▶ _Task instructions_
Reproduce the listing starting at the line that contains "task | place a point on the tree line, one" and continuing through the end of the listing, including every line in that span. Increase each x and y value in the answer coordinates by 103, and leave all other lines and numbers unchanged.

[Listing excerpted from a collection]
** Start **

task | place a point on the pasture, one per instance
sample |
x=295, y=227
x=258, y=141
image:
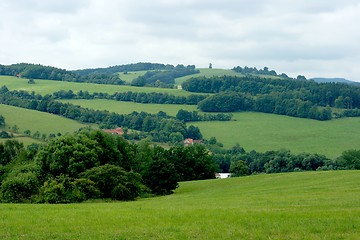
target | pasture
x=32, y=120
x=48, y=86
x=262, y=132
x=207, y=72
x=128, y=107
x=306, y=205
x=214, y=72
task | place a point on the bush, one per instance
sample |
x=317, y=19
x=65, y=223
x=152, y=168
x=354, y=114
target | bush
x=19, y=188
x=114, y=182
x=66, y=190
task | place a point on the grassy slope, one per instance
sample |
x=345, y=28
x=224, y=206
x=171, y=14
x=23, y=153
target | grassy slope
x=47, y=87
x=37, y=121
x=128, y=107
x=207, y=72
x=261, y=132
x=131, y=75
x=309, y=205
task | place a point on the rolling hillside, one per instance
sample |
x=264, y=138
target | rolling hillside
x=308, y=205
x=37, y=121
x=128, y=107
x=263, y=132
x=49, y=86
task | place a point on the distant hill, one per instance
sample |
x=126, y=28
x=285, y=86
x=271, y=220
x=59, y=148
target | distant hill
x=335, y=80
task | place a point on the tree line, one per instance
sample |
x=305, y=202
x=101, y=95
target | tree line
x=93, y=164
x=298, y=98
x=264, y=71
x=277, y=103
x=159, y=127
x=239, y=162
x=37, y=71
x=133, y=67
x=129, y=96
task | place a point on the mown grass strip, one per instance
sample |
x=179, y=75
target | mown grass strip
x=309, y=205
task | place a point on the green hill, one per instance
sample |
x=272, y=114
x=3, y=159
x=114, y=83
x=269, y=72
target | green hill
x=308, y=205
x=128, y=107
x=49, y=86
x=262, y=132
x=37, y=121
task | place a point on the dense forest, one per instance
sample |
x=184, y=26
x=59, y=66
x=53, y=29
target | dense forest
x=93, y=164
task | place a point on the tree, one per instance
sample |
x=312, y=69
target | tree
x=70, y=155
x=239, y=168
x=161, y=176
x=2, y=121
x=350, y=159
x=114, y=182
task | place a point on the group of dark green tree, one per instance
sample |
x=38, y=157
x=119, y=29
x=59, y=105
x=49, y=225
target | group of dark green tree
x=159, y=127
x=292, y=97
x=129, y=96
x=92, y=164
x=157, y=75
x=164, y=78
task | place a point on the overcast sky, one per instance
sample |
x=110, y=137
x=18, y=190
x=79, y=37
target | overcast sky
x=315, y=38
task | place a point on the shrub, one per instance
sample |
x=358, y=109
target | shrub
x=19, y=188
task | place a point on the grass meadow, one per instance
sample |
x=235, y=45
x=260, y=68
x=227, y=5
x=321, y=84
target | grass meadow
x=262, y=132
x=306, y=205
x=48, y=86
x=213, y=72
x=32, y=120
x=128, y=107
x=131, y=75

** End **

▶ _Response for this exercise_
task | place a point on the tree line, one per instance
sample |
x=305, y=202
x=101, y=95
target | tree line
x=196, y=267
x=401, y=201
x=367, y=174
x=380, y=206
x=262, y=230
x=342, y=265
x=140, y=174
x=236, y=170
x=232, y=199
task | place a point on the mown grass strip, one per instance
sample |
x=179, y=75
target | mown grass strip
x=412, y=308
task | place a point on the green hill, one per instance
sample |
x=272, y=114
x=3, y=159
x=114, y=83
x=269, y=72
target | green hill
x=411, y=308
x=231, y=210
x=152, y=189
x=365, y=235
x=140, y=224
task | place a point on the dense forest, one per instance
sample |
x=184, y=26
x=59, y=66
x=53, y=29
target | dense forest
x=196, y=267
task | place a point on the tree, one per instance
sample |
x=312, y=69
target | tree
x=173, y=258
x=342, y=271
x=264, y=279
x=105, y=224
x=453, y=262
x=217, y=285
task | place a point on the group of dark green tree, one per instance
sample |
x=38, y=157
x=119, y=29
x=59, y=105
x=49, y=225
target | group of dark green tree
x=262, y=230
x=395, y=200
x=232, y=199
x=195, y=267
x=260, y=178
x=267, y=181
task | place a point on the overcast sky, one per instance
sample |
x=110, y=137
x=18, y=190
x=79, y=37
target | overcast sky
x=418, y=141
task | place a point on the shrub, one per instance
sample |
x=358, y=109
target | shrub
x=122, y=291
task | place a point on the grass meadow, one per instance
sample |
x=235, y=45
x=260, y=68
x=227, y=5
x=321, y=84
target | grass meadow
x=365, y=235
x=409, y=308
x=151, y=189
x=316, y=175
x=135, y=223
x=231, y=210
x=234, y=178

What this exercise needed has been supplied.